Record extracts start

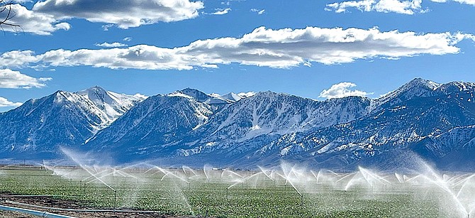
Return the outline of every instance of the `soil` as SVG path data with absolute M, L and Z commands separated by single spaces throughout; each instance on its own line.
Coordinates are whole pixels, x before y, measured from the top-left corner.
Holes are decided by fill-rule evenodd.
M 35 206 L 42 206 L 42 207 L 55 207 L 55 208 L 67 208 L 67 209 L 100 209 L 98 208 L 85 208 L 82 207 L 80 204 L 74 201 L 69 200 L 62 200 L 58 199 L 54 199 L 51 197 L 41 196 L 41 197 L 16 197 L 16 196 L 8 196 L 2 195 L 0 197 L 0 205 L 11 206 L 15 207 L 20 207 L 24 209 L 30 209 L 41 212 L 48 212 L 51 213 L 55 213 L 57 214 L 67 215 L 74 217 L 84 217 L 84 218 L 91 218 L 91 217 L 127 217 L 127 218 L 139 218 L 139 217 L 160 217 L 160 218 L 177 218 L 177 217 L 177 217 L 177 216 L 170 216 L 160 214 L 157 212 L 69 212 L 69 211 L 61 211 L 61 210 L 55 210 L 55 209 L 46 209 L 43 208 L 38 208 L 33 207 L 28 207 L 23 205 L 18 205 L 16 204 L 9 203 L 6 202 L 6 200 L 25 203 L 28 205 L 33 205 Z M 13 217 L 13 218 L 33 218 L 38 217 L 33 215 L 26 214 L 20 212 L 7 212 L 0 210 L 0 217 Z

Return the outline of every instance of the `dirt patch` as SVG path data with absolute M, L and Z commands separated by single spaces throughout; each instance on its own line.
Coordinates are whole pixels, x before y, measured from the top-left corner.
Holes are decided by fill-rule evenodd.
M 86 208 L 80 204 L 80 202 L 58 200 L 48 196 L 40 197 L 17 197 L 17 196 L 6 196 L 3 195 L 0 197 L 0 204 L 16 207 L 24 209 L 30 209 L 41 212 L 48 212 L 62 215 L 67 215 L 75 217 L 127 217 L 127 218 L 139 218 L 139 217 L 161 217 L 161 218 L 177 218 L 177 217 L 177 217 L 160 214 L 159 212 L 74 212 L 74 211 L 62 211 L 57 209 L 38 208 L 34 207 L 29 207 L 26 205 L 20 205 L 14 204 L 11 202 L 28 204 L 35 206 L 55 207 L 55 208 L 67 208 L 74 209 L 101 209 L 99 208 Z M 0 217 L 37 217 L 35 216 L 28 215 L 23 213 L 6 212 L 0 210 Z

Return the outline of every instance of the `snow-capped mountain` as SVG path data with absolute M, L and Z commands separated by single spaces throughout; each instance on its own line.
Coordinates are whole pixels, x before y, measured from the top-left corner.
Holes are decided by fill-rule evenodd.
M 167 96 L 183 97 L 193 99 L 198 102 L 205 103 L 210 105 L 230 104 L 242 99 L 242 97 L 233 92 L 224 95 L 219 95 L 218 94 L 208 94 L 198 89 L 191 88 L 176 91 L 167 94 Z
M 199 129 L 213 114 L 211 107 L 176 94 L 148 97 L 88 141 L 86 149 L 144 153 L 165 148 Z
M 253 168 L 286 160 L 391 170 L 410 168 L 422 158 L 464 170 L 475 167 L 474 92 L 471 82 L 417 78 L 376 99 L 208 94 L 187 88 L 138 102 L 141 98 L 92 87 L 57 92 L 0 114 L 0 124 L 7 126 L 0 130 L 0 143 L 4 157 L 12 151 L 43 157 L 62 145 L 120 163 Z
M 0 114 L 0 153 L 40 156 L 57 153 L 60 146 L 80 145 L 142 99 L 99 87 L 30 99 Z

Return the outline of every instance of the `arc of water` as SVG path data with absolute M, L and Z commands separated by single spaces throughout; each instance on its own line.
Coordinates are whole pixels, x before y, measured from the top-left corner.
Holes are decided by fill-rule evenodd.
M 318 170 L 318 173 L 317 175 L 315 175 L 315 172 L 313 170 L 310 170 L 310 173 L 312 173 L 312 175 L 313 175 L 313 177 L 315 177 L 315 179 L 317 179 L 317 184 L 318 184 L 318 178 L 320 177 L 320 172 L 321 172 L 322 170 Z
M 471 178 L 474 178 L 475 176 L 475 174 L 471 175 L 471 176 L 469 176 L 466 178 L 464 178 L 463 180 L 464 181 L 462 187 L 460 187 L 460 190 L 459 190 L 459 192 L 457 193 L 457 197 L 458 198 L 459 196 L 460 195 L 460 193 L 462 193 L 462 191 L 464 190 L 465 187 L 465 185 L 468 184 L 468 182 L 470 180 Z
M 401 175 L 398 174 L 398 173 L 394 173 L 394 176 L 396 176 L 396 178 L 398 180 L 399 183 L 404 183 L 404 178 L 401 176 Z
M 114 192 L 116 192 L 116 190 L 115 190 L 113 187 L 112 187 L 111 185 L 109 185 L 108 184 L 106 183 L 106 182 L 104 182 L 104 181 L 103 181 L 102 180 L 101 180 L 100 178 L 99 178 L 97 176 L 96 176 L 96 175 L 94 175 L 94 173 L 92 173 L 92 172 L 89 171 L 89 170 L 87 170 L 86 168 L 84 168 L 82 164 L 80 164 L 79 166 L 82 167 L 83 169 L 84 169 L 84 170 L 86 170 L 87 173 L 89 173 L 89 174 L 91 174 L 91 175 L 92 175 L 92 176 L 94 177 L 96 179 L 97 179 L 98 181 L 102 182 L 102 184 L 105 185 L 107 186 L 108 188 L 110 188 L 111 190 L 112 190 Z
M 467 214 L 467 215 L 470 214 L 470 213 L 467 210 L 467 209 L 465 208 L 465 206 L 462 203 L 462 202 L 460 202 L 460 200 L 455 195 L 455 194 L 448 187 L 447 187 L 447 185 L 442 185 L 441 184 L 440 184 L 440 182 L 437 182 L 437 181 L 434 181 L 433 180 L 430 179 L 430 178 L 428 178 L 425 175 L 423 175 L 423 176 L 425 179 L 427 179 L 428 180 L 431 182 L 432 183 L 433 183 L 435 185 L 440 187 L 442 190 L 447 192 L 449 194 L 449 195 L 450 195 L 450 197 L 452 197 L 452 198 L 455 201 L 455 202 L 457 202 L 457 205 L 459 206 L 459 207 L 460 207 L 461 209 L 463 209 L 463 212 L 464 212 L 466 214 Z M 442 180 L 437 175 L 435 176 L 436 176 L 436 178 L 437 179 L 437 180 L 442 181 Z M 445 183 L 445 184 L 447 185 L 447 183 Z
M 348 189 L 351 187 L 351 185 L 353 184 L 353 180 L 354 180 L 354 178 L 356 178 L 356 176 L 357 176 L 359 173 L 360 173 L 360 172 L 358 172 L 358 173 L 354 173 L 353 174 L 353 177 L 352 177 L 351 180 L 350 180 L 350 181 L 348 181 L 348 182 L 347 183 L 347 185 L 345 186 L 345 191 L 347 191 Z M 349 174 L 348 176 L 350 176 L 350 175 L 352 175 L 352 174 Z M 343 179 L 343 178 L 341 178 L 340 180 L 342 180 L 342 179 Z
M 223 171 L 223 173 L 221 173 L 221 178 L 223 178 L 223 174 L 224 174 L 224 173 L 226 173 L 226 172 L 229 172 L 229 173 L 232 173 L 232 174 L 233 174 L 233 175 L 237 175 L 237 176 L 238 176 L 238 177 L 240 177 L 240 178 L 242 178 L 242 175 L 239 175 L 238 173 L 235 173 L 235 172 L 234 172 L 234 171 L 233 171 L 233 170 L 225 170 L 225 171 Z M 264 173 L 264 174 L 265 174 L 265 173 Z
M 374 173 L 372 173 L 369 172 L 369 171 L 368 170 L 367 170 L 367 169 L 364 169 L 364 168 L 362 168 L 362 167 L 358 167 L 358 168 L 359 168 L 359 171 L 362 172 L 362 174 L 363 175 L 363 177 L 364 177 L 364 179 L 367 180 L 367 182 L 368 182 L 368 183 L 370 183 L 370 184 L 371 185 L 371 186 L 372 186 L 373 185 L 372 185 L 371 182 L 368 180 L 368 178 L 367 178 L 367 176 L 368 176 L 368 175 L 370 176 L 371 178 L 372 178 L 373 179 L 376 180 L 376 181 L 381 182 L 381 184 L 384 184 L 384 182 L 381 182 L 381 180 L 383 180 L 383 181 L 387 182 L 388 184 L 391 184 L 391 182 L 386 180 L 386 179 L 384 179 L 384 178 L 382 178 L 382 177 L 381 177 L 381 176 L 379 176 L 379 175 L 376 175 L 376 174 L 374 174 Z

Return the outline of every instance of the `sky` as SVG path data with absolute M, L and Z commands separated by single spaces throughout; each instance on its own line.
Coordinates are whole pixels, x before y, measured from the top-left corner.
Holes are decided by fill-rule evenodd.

Record extracts end

--- What to work on ---
Format the material above as a JSON list of strings, one string per line and no blank lines. Start at the beginning of the material, stop after the line that contains "M 35 206 L 42", and leave out the pictures.

--- Output ---
[
  "Return the outline of every instance of the `soil` as SVG path data with absolute M, L and Z commands separated by single spaces throughout; each instance on its own line.",
  "Coordinates are whole pixels, x before y, measured from the top-left corner.",
  "Holes are decided by fill-rule evenodd.",
  "M 35 206 L 42 206 L 42 207 L 55 207 L 55 208 L 67 208 L 67 209 L 100 209 L 98 208 L 85 208 L 82 207 L 80 204 L 74 201 L 69 200 L 62 200 L 58 199 L 54 199 L 51 197 L 41 196 L 41 197 L 16 197 L 16 196 L 8 196 L 2 195 L 0 197 L 0 205 L 11 206 L 15 207 L 20 207 L 24 209 L 30 209 L 41 212 L 48 212 L 51 213 L 55 213 L 57 214 L 67 215 L 74 217 L 84 217 L 84 218 L 91 218 L 91 217 L 127 217 L 127 218 L 139 218 L 139 217 L 160 217 L 160 218 L 177 218 L 177 217 L 177 217 L 177 216 L 170 216 L 160 214 L 157 212 L 69 212 L 69 211 L 61 211 L 61 210 L 55 210 L 55 209 L 46 209 L 43 208 L 38 208 L 33 207 L 28 207 L 23 205 L 18 205 L 16 204 L 9 203 L 6 202 L 6 200 L 25 203 L 28 205 L 33 205 Z M 13 217 L 13 218 L 33 218 L 38 217 L 33 215 L 26 214 L 20 212 L 7 212 L 0 210 L 0 217 Z"
]